TO BE DONE>
Could you carry the passage below about AC/DC records forward from its final sentence?

Now the following year, I would totally get my ass handed to me with my first listen to what would eventually become my all time fave AC/DC record, Highway To Hell, but at the time frame of this review, I had already traded in my Abba records for the blistering Chuck Berry on whiskey sounds of 1977’s Let There Be Rock and the album Powerage, released earlier in the year. Already blown away by killer live records that year by Thin Lizzy, Ted Nugent, and the Scorpions, it was only natural that I would be digging every penny out of my jeans to pick up a copy of AC/DC‘s first recorded concert offering If You Want Blood You’ve Got It.

Excerpts of point annotation data
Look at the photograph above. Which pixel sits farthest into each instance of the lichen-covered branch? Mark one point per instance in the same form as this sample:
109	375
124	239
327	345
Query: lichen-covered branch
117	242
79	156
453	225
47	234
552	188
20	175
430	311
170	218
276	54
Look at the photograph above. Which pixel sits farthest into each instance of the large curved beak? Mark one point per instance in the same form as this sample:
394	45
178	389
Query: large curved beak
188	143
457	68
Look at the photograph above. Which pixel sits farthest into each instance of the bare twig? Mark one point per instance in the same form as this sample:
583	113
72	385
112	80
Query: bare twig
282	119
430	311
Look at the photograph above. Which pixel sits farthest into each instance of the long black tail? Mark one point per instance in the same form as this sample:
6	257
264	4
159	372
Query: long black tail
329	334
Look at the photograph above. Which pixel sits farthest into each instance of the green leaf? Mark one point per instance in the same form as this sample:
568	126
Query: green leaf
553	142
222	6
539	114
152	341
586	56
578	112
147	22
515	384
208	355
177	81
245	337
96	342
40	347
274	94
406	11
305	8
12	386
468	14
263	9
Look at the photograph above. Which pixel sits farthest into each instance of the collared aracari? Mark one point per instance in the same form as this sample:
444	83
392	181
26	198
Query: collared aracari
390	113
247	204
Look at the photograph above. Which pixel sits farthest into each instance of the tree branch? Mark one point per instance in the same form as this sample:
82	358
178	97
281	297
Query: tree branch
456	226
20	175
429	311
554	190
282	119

FINAL ANSWER>
Released across Europe on October 13, 1978 (and the rest of the free world the following month), If You Want Blood is not only the last album by the band to be produced by long-time producers Harry Vanda and George Young but in grand AC/DC fashion simple and blunt to the point. In contrast to live albums of the period, If You Want Blood destroys with a single album worth of killer tunes as opposed to the then normal double or triple album format prompting author Clinton Walker to write (in 1994 Bon Scott bio) that the record “boasted a blunt ten tracks and, allowing nothing extraneous, got straight to the point, that being raging AC/DC rock and roll.” True, but in 1978 I was just glad that I had landed in Germany and was privileged to pick up my bloody copy early on.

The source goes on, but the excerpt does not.